:: MATERIAL SUPPLIED ::
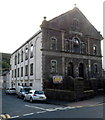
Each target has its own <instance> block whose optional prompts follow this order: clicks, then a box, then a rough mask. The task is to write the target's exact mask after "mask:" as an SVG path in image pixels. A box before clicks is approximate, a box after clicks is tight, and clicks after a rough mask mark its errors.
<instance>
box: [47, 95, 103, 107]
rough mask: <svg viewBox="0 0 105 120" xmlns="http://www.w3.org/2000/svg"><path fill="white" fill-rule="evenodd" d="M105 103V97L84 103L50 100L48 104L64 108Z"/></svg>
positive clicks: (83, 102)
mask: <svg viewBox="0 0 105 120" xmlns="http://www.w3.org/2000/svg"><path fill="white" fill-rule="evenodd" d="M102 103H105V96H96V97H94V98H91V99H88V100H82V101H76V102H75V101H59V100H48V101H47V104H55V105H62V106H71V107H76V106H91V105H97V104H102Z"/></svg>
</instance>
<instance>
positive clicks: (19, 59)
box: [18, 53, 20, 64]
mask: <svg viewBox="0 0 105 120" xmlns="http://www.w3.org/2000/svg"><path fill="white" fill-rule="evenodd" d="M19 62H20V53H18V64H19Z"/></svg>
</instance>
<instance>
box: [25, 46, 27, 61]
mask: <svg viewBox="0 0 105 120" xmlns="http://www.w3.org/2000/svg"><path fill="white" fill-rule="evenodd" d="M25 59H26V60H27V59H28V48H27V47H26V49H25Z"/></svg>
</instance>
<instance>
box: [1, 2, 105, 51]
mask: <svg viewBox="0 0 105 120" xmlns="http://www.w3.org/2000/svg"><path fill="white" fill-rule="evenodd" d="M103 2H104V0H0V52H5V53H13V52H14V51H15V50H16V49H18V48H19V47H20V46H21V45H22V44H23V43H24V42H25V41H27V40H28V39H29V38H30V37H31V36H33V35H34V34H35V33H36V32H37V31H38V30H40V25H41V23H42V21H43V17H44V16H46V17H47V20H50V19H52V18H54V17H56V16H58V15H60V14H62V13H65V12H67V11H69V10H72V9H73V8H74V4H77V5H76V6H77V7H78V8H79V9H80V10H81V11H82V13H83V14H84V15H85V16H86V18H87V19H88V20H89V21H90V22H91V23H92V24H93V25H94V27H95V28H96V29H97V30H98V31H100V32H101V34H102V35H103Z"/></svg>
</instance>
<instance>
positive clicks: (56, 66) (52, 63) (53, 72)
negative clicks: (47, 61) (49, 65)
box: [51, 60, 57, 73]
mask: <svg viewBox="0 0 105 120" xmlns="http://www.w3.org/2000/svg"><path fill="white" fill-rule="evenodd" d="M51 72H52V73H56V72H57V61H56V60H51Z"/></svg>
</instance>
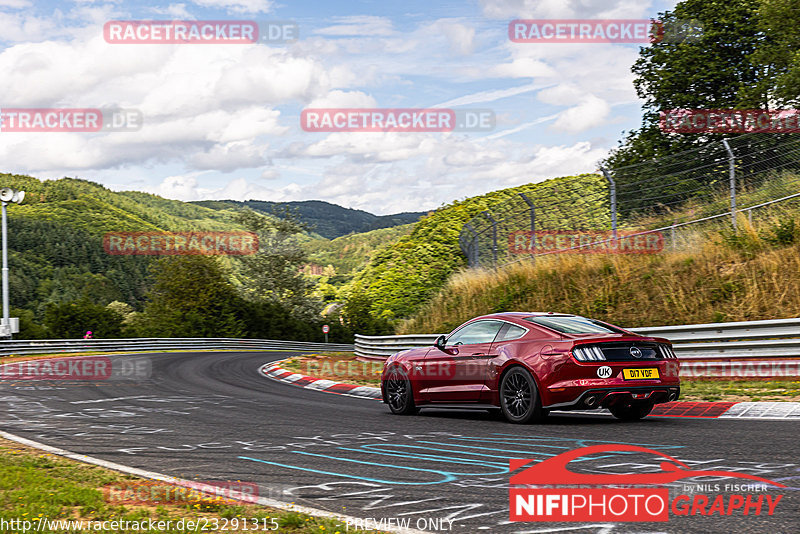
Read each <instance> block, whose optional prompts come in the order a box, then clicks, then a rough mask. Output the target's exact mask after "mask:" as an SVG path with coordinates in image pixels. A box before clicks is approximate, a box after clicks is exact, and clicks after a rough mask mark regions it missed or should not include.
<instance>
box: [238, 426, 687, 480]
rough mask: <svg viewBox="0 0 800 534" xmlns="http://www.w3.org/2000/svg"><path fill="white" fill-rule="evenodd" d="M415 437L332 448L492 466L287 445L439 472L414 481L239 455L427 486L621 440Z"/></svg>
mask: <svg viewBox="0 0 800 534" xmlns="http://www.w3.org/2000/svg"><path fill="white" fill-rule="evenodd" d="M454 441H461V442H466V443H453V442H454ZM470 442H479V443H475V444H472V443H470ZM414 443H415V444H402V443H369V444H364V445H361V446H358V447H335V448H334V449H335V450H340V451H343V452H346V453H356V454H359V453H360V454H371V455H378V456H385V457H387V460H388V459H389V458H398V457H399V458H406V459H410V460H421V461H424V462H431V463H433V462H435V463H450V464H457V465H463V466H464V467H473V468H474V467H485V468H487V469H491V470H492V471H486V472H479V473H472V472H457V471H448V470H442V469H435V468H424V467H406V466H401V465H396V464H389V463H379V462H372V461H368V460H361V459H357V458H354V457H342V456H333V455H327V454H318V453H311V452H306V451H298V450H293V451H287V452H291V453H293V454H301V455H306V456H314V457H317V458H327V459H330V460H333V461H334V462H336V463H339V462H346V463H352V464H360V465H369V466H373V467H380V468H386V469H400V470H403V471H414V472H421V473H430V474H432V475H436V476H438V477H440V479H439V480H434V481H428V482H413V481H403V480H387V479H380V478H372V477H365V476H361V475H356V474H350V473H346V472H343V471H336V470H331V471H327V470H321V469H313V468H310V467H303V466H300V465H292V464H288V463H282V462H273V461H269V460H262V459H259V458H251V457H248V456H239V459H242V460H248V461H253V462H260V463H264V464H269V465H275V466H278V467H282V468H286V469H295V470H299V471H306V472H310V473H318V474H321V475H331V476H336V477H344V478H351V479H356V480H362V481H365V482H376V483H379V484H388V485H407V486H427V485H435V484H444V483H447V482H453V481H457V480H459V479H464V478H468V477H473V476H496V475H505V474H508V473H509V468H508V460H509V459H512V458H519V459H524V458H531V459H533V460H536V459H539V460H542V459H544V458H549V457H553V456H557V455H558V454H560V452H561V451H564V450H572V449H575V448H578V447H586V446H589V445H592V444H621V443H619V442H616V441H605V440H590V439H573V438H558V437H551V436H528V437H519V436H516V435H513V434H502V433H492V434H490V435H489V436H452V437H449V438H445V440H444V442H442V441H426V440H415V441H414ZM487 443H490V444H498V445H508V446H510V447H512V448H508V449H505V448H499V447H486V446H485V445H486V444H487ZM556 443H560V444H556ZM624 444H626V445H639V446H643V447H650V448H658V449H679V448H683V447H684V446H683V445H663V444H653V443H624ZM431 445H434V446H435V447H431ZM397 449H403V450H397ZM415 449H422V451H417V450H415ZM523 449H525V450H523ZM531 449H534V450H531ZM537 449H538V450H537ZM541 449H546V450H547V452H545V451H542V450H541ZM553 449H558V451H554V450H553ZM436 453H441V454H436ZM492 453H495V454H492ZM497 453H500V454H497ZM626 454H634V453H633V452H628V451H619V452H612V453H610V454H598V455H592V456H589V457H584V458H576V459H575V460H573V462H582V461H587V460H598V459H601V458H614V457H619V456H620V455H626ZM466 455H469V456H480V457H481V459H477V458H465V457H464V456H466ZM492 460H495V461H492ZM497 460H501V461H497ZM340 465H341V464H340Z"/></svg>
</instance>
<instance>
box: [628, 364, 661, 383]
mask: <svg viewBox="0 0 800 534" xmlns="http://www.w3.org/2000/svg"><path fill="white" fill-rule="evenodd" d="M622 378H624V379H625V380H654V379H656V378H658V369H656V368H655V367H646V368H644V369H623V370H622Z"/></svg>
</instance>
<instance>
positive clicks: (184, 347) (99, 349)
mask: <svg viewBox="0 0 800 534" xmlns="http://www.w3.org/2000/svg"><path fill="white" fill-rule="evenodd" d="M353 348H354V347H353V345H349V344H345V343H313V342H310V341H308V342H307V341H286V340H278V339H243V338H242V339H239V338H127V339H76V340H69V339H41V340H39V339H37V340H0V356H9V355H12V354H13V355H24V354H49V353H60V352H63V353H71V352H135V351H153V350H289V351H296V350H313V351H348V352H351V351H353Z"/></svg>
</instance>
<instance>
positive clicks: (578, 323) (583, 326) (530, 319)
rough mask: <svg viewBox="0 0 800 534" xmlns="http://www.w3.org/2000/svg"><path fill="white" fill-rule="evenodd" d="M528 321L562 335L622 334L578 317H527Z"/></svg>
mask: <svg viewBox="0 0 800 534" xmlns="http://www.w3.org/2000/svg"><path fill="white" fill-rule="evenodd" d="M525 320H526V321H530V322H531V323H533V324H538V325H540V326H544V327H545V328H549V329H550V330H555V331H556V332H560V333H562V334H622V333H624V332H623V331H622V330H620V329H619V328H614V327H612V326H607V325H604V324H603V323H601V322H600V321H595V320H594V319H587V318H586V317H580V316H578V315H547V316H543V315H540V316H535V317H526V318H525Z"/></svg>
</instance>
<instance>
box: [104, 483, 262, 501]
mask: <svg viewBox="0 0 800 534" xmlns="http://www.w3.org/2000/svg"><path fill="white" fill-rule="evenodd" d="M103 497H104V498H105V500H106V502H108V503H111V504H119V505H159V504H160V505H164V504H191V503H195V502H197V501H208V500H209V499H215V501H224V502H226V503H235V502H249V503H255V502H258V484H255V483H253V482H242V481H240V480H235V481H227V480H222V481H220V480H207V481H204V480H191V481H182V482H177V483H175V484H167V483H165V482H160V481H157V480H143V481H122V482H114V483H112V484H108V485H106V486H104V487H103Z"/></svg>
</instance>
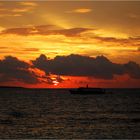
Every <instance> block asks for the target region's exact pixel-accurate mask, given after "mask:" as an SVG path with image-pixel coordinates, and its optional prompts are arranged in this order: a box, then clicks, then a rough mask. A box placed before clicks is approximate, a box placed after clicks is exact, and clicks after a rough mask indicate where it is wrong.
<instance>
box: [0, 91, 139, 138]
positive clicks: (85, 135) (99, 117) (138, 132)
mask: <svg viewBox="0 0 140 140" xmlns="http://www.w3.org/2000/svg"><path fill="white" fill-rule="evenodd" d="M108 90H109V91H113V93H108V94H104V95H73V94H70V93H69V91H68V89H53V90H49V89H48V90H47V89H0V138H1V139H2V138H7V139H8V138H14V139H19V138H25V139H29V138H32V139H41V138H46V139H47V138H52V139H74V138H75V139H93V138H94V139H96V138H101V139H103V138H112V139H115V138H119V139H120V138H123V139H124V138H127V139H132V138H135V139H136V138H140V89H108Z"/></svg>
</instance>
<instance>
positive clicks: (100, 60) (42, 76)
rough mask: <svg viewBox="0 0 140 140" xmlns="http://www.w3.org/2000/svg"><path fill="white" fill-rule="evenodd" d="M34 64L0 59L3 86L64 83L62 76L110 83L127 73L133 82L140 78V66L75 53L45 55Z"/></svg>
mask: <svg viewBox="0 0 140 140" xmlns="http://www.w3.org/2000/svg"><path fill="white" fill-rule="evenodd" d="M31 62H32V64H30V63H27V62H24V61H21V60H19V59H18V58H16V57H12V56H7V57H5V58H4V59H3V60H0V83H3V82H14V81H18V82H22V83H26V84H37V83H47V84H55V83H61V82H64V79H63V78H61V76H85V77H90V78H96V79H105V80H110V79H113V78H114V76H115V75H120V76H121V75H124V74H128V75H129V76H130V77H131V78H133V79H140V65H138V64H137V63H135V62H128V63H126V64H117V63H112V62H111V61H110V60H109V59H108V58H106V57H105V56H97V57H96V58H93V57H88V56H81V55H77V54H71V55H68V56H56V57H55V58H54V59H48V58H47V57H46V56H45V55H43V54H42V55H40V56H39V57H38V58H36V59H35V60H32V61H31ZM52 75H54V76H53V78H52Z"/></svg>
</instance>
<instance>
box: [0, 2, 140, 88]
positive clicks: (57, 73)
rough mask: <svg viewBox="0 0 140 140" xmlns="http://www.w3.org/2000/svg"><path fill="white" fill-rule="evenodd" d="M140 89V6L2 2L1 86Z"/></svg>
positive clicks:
:::
-- EXERCISE DIRECTIONS --
Recast as a JSON list of strings, one string per line, everything from the start of the entries down through the line containing "positive clicks: (83, 102)", both ends included and blank lines omitted. Leave the pictures out of the answer.

-- WRITTEN RESPONSE --
[
  "Each target has its own <instance> block whose optional prompts follow this order: clicks, then a box, then a rough mask. The task is to write the target's exact mask after \"mask:\" as an SVG path in image pixels. A box before clicks is approximate, a box after clicks is tight, and clicks after a rough mask mark its errors.",
  "<instance>",
  "box: [47, 95, 103, 107]",
  "rough mask: <svg viewBox=\"0 0 105 120\" xmlns=\"http://www.w3.org/2000/svg\"><path fill=\"white\" fill-rule=\"evenodd\" d=\"M105 103V97L84 103L50 100L48 104L64 108Z\"/></svg>",
  "positive clicks: (83, 102)"
]